◆ TEXTE EXTRAIT:
+ + + + +

R. c. Lavoie, 2024 QCCQ 3591
[30] Chefs 1 et 4 : Le poursuivant a‑t‑il fait une preuve hors de tout doute raisonnable que le feu d’artifice que l’accusée tient à la main en pointant les policiers situés en dessous du viaduc est une arme à feu au sens de l’article 2 du Code criminel?
[56] Il est intéressant de noter que le fusil à balles de peinture (un paint gun) peut devenir une arme à feu au sens de l’article 2 du Code criminel[8]. Pourtant il est utilisé lors d’un jeu où on marque l’adversaire avec une tache de peinture pour l’éliminer.
[57] Nulle personne raisonnable ne viendrait affirmer qu’il est évident que la bille propulsée à l’extérieur du canon du paint gun est susceptible de causer des lésions corporelles graves.
[58] De ce fait, l’utilisation par un expert du test de l’œil de cochon pour établir la vélocité du paint gun semble la meilleure façon, voire la seule façon de faire la preuve hors de tout doute raisonnable qu’il peut causer des lésions corporelles graves ou la mort.

+ + + + +

◆ DONNÉES SOURCES:
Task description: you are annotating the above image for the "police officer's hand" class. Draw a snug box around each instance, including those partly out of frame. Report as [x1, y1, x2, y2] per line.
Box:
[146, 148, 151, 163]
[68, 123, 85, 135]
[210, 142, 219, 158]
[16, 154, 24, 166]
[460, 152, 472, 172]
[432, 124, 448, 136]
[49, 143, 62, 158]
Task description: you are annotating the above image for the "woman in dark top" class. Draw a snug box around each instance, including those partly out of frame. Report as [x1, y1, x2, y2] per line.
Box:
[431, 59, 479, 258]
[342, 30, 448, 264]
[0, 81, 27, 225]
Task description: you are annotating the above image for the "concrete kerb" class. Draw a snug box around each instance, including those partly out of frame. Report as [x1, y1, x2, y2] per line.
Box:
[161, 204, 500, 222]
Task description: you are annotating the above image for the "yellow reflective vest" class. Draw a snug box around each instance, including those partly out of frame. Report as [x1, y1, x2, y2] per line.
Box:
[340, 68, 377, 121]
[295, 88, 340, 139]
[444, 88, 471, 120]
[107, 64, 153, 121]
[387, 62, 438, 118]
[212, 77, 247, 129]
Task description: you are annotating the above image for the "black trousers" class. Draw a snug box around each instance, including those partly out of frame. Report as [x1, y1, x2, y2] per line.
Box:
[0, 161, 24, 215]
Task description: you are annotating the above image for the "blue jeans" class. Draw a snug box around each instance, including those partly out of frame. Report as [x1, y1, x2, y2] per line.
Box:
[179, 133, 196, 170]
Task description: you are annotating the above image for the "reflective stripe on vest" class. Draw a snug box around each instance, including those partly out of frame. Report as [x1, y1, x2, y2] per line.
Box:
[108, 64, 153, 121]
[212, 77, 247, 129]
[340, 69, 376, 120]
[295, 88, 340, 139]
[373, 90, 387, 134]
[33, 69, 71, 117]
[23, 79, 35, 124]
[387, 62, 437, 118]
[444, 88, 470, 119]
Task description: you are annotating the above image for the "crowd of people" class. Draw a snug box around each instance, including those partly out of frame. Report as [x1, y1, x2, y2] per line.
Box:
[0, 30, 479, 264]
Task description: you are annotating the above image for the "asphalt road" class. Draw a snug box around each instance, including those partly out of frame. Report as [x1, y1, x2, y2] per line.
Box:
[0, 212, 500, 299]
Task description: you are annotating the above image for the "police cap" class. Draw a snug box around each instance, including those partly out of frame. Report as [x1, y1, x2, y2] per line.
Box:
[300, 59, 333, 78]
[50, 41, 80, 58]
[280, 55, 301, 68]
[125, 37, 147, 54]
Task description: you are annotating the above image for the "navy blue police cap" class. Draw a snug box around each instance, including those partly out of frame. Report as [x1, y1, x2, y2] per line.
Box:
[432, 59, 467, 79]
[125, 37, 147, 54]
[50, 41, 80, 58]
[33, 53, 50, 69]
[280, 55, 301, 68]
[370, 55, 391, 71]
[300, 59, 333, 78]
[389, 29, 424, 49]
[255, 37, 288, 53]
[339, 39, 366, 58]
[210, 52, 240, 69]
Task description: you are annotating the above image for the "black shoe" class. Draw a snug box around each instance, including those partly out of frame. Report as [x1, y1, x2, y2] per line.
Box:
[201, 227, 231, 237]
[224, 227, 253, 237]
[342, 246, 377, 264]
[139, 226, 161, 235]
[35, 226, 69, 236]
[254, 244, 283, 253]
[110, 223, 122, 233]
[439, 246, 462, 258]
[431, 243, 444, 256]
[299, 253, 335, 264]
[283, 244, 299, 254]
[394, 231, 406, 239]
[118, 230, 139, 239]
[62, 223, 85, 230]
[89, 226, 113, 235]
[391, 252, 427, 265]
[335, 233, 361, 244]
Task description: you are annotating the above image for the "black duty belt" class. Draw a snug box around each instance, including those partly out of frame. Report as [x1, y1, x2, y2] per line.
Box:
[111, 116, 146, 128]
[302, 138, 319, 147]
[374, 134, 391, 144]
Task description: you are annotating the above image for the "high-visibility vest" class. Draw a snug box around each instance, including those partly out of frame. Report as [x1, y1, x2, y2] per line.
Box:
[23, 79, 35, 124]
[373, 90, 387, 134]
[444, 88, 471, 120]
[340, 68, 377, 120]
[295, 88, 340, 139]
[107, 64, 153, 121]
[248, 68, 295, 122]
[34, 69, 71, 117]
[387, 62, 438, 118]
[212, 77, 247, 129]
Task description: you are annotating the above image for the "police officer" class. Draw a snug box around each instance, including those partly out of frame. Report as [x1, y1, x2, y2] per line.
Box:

+ + + + +

◆ CONSIGNE 1:
Mettez à l'échelle les enregistrements en commençant à leur première ligne et en vous arrêtant après celle qui contient « [460, 152, 472, 172] », ces deux lignes comprises. Recopiez ces lignes en entier en multipliant chaque coordonnée des boîtes englobantes par 2,15, puis arrondissez à l'entier le plus proche, les demis vers le haut.
◆ CONSIGNE 2:
Reprenez l'extrait de la décision R. c. Lavoie sur le fusil à balles de peinture et poursuivez-le à partir de sa dernière phrase.

◆ RÉSULTAT ATTENDU 1:
Task description: you are annotating the above image for the "police officer's hand" class. Draw a snug box around each instance, including those partly out of frame. Report as [x1, y1, x2, y2] per line.
Box:
[314, 318, 325, 350]
[146, 264, 183, 290]
[452, 305, 471, 340]
[34, 331, 52, 357]
[989, 327, 1015, 370]

◆ RÉSULTAT ATTENDU 2:
[59] Qu’en est‑il du feu d’artifice? Dans Plasko[9], le juge semble dire que dans le cas du feu d’artifice, les lésions corporelles graves sont de connaissance judicaire: « such a contrivance which emits such fireballs is obviously capable of causing bodily injury directly. Fireball of the kind described could cause direct damage to eyesight, and fire by its nature can cause burns » et rejette l’idée qu’un témoin expert doive venir témoigner de ce fait.
[60] Le Tribunal ne croit pas avoir à statuer quant à la connaissance judiciaire qu’un feu d’artifice est susceptible de causer des lésions corporelles graves dans le présent dossier puisqu’un expert a témoigné à cet effet. Il est évident selon lui que le feu d’artifice peut causer des brûlures et des ecchymoses. Pour aller plus loin quant aux conséquences, plusieurs facteurs environnementaux seront pris en compte. Ça dépendra s’il fait froid ou encore s’il y a du vent, etc.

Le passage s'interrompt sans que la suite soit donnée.